■ **EXCERPTED TEXT**:
+ + + +

But how can we make the results more meaningful? There are a couple of options. One is to ask R to draw for us a trend line.

dhdemos%>%
  filter(!is.na(trump))%>%
ggplot + 
  geom_point(mapping = aes(x = pop, y = trump))+
  geom_smooth(mapping = aes(x = pop, y = trump))
`geom_smooth()` using method = 'gam' and formula = 'y ~ s(x, bs = "cs")'

Ok. Now we’re getting somewhere. This suggests that there is a pretty strong relationship. As counties get larger, Mr. Trump’s popularity falls. The curve however is still a bit distorted at the end where there are only a handful of really large, outlier counties. So let’s adjust our plot to zoom in.

dhdemos%>%
  filter(!is.na(trump))%>%
ggplot + 
  geom_point(mapping = aes(x = pop, y = trump))+
  geom_smooth(mapping = aes(x = pop, y = trump))+
  xlim(0,750000)

dhdemos%>%
  filter(!is.na(trump))%>%
ggplot + 
  geom_point(mapping = aes(x = pop, y = trump))+
  geom_smooth(mapping = aes(x = pop, y = trump))+
  xlim(750000,max(dhdemos$pop))

Look what we’ve done here. After our initial plot showed the relationship was not fully linear, we broke the plot into two pieces to confirm. There is a statistical relationship between county population and Mr. Trump’s popularity - but the relationship stops mattering once you get above a certain population level.

Take a few minutes and explore some of the other variables and see what you come up with.

You may be wondering – isn’t this kind of the manual work that we are trying to avoid, methodically going through the variables to find relationships?

+ + + +

■ **GIVEN DATA**:
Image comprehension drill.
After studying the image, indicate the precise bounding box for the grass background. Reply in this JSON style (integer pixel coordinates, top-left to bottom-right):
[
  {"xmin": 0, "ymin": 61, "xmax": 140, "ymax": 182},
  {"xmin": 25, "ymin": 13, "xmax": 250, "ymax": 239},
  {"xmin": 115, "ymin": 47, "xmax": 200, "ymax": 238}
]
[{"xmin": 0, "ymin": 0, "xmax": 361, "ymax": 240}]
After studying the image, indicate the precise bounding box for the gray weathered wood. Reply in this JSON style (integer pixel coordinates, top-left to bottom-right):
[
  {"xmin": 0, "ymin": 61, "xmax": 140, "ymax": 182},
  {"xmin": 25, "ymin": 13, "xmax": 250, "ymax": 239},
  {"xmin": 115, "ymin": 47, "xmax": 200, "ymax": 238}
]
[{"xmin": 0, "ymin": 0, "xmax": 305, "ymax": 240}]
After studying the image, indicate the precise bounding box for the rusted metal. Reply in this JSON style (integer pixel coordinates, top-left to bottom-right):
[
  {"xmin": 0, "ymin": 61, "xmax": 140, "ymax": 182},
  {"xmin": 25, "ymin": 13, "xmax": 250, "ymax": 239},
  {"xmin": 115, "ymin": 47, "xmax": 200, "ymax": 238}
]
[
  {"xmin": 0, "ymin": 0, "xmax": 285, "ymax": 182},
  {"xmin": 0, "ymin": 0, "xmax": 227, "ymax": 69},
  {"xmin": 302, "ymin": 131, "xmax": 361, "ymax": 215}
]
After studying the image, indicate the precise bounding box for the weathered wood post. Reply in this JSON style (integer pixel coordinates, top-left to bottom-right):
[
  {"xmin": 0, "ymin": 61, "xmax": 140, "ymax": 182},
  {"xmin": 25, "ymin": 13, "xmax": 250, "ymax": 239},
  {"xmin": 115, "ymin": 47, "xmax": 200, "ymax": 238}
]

+ + + +

■ **JOBS**:
[1] Rewrite the passage of the R plotting tutorial starting with "You may be wondering" and going on through "to find relationships?", substituting "tedious work" for "manual work".
[2] Continue the R plotting tutorial on county population and Mr. Trump's popularity from the point where it stops.
The records play no part in what is asked here.

■ **EXPECTED RESPONSES**:
[1]
You may be wondering – isn’t this kind of the tedious work that we are trying to avoid, methodically going through the variables to find relationships?

[2]
Yes, you are right. So let’s use a couple of other visual shortcuts to tell us which variables we should focus on. I’m going to subset just the numeric variables and create a correlation matrix. This will express the relationship between every varialbe in my dataset on a scale of -1 (negative correlation) to 1 (high correlation) with values near 0 showing no relationship at all. I will then use one of my favorite tools, Corrplot, to visualize the findings.

library(corrplot)

dhnumbers<-dhdemos%>%
  select(pop:trump)

M = cor(dhnumbers,use="complete.obs")

corrplot(M, method = 'color')

This gives us a much clearer picture - the darker red categories show us that Trump support goes down with size, the percentage of black population, the percentage of asian population, and a few other categories. But the darkest squares are for percentage of college eduation and counties with high rent. On the other side, his support goes up with the percentage of white people, the marriage rate, home ownership, and the percentage of retirees.

If you explore the corrplot page, you can see some other really cool ways to visualize:

corrplot(M, method = 'ellipse', order = 'AOE', type = 'upper')

corrplot(M, method = 'square', diag = FALSE, order = 'hclust',
         addrect = 3, rect.col = 'blue', rect.lwd = 3, tl.pos = 'd')

The first version converts those squares into directional ellipses. The second version seeks to cluster the related variables.

By the way, for my Python friends. This is still pretty generic. You can make a correlation matrix andvisualize it.

So now that we’ve determined a handful of pro-Trump characteristics, let’s break them out and look at those plots more carefully. I’m going to use a technique I found on the Internet that implements a library called “GGally” and a custom function – there’s no rule against using code from the Internet if it does the job.

library(GGally)
pro_trump<-dhdemos%>%
  select(GEOID:county, trump,married_hh,owned,white,nilf,med_age,retirement)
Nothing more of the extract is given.